Reading passage:
▼

Yeah... no possibility the dev really don't want to spoil the story. They refuse to answer those question only to annoy the crowd. Seems legit.
Which is why I used the word "OR".
Some devs are absolutely sincere in wanting to avoid spoilers. Some devs are absolutely hedging their bets or using vague answers to hide the fact that a game has NTR because they know there will be a negative reaction to it. Both scenarios exist, and have played out countless times on the board.
And again, like it or not, it contributes to why the term/concept has become such a point of argument. When people are more paranoid about "LOL SURPRISE NTR!", they're more likely to ask about it in a thread even if a game doesn't have it listed in the tags, genre, or developer's notes. Because there's no real expectation that people are going to be honest about it (especially when people can't even agree about what it actually IS).
You know the most devs didn't even on this board and they don't care about the tag rules of a piracy board? Why should any dev specify a tag where even the crowd can't decide which definition counts.
In cases where a dev isn't on the board and maintaining their own thread, that would be where whoever is posting the initial thread, linking to game uploads, etc should be doing the same job. Especially if the dev is posting their own tags/descriptions/explanations/etc on Patreon/Discord/etc. Even devs who aren't
here should be communicative with their intended audience if they actually expect to
have an audience.
This really isn't rocket science.
As for why devs should care about a pirate site at all is because it still signal boosts their work. A lot of the devs who
do choose to engage with people here find that they expand their Patreon fanbase significantly. Sites like this bring attention to games that would otherwise languish in obscurity, and while most users will always be freeloading cheapskates, good games with friendly devs willing to communicate tend to encourage users to support them just to ensure a game gets finished.

▲

Written instruction 1: Please copy out the part of the records that opens with the line containing "# test: locate the window" and runs through the end of the records, with both ends included.
The forum post and the records have no connection to each other.

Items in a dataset

▼

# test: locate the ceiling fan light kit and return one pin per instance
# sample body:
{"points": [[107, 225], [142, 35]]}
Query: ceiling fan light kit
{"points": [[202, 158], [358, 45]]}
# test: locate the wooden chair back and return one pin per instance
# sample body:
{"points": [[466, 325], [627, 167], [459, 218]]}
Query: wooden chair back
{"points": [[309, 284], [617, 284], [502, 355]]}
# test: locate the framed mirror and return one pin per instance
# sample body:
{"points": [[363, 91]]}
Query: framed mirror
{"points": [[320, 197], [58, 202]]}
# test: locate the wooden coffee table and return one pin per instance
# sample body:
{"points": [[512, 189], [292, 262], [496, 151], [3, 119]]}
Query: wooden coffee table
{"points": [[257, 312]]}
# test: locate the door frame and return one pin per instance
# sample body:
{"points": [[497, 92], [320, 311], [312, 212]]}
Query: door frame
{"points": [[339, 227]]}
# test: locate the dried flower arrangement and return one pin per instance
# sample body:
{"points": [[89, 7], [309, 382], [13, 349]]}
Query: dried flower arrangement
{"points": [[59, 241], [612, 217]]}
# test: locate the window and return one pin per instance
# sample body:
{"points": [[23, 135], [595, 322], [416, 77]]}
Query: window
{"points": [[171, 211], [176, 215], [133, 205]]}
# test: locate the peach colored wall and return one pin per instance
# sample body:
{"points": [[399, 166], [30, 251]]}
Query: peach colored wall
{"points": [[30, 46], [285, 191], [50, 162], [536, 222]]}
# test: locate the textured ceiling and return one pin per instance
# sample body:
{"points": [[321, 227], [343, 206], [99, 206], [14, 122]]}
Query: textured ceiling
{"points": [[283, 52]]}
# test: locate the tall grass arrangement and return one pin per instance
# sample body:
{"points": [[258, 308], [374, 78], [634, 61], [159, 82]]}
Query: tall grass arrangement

▲

Written instruction 2: For each statement, say yes or no to whether it agrees with the forum post, and quote the words of the post that decide it. (a) Some developers use vague answers to hide that a game has NTR because they expect a negative reaction. (b) Most users of sites like this end up paying for the games. (c) Developers who engage with people here find their Patreon fanbase grows significantly.

Reply 1:
# test: locate the window and return one pin per instance
# sample body:
{"points": [[23, 135], [595, 322], [416, 77]]}
Query: window
{"points": [[171, 211], [176, 215], [133, 205]]}
# test: locate the peach colored wall and return one pin per instance
# sample body:
{"points": [[399, 166], [30, 251]]}
Query: peach colored wall
{"points": [[30, 46], [285, 191], [50, 162], [536, 222]]}
# test: locate the textured ceiling and return one pin per instance
# sample body:
{"points": [[321, 227], [343, 206], [99, 206], [14, 122]]}
Query: textured ceiling
{"points": [[283, 52]]}
# test: locate the tall grass arrangement and return one pin per instance
# sample body:
{"points": [[258, 308], [374, 78], [634, 61], [159, 82]]}
Query: tall grass arrangement

Reply 2:
(a) Yes: "Some devs are absolutely hedging their bets or using vague answers to hide the fact that a game has NTR because they know there will be a negative reaction to it."
(b) No: "while most users will always be freeloading cheapskates"
(c) Yes: "find that they expand their Patreon fanbase significantly"